Texto para análise:
◇ ◇ ◇

A crise complica cenário do Brasil

Para o Brasil, a crise atual das tarifas complica bastante a situação econômica. No melhor cenário, haveria queda do ritmo de crescimento, porém com desinflação, o que permitiria parar de subir os juros mais rapidamente. Em outro cenário, a desaceleração do PIB ou até recessão, viria com aversão a risco, desvalorizando o real diante de outras moedas. E, mesmo com a queda dos preços das commodities, a inflação permaneceria alta, não dando espaço para reduzir taxa de juros. Na política econômica, a guerra de Donald Trump inaugura um ciclo de maior perigo.

Uma coisa é absolutamente certa: haverá uma desaceleração na economia americana, que afetará outras economias. Um economista do governo com quem conversei descreveu assim: “Mesmo que o presidente Donald Trump revogue hoje as tarifas, a incerteza é muito eficiente em gerar uma desaceleração, porque todo mundo posterga investimentos. O tamanho da incerteza que ele colocou na economia é muito grande e já está produzindo impacto. Nos últimos dias, cresceu a possibilidade de não ser apenas uma desaceleração, e sim uma recessão”.

Quando a economia americana começa a parar, o mundo também vai parando, ainda mais um país emergente como o Brasil. Mas existem cenários em que as variáveis ficam mais complicadas. Neste momento, o valor das commodities está caindo e o real tem se valorizado. Como o Brasil é visto como dependente de commodities, o país pode ser atingido pelo clima de aversão ao risco e ter alta da moeda norte-americana, o que alimentaria a inflação. A economia brasileira já está desacelerando porque os juros subiram aqui para combater a inflação. Seria muito ruim enfrentar pressões inflacionárias que venham do cenário internacional, porque os juros teriam que continuam subindo, ou demorariam mais a descer.

Nos últimos dias, economistas de dentro e fora do governo passaram a temer um problema maior na economia mundial, que seria uma crise de confiança sem porto seguro, ou, como eles dizem, sem safe haven. Esse paraíso de segurança sempre foi o dólar e os títulos do Tesouro americano, os Treasury Bonds. Mas a volatilidade desses títulos atualmente tem se elevado e o mundo não tem muita alternativa, nem na China, nem na Europa.

◇ ◇ ◇

(Dados de apontamento de expressões referenciais)
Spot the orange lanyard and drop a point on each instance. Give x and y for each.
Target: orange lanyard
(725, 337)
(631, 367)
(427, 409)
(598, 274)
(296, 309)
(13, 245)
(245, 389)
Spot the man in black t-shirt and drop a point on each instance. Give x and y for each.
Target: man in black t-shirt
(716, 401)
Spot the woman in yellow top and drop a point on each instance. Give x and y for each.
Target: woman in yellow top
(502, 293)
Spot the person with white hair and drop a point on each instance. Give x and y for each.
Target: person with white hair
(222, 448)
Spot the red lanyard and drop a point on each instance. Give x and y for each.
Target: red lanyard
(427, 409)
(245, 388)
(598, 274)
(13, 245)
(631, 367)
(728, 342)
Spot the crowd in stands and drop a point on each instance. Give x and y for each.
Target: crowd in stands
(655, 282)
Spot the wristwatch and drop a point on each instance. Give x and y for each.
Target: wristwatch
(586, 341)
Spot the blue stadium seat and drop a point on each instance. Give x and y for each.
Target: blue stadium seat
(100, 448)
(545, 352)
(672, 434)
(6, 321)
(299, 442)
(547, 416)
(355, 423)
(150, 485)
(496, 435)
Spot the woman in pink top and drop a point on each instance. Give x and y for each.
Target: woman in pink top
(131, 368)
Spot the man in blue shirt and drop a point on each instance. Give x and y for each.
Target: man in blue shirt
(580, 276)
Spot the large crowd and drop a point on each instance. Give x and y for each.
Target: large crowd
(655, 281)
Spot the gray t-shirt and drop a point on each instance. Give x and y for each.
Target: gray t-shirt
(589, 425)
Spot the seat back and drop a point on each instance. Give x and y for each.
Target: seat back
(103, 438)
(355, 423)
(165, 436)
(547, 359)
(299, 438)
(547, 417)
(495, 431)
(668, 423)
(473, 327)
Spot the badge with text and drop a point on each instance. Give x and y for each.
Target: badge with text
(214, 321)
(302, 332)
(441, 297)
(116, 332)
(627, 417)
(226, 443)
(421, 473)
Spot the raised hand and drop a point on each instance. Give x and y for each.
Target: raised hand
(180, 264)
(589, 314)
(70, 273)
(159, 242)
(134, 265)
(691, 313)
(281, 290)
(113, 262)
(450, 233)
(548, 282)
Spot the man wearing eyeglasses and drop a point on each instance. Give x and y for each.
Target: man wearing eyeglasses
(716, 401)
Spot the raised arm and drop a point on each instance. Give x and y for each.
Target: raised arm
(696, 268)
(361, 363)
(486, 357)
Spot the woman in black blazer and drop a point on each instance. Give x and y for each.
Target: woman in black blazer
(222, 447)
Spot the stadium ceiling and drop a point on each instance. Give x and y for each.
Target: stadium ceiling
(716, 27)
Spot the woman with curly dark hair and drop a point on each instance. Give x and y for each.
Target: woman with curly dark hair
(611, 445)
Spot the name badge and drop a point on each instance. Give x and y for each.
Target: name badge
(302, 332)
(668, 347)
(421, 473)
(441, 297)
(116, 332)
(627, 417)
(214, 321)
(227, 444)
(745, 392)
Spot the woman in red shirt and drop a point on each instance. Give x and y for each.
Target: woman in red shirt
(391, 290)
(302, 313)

◇ ◇ ◇

Enunciado do exercício:
Atualize, no texto sobre a crise das tarifas, todo o trecho desde "Nos últimos dias, economistas" até "nem na Europa.", trocando "porto seguro" por "refúgio seguro". Os registros não guardam relação com o texto.

Resposta à tarefa:
Nos últimos dias, economistas de dentro e fora do governo passaram a temer um problema maior na economia mundial, que seria uma crise de confiança sem refúgio seguro, ou, como eles dizem, sem safe haven. Esse paraíso de segurança sempre foi o dólar e os títulos do Tesouro americano, os Treasury Bonds. Mas a volatilidade desses títulos atualmente tem se elevado e o mundo não tem muita alternativa, nem na China, nem na Europa.